### Exercise goal
The answer must consist of the entries, copied exactly and in full.

Data to process section start

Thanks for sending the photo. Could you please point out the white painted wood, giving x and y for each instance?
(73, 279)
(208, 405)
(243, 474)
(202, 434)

Data to process section end

### Solution to the exercise
Thanks for sending the photo. Could you please point out the white painted wood, giving x and y for each instance?
(73, 279)
(208, 405)
(243, 474)
(202, 434)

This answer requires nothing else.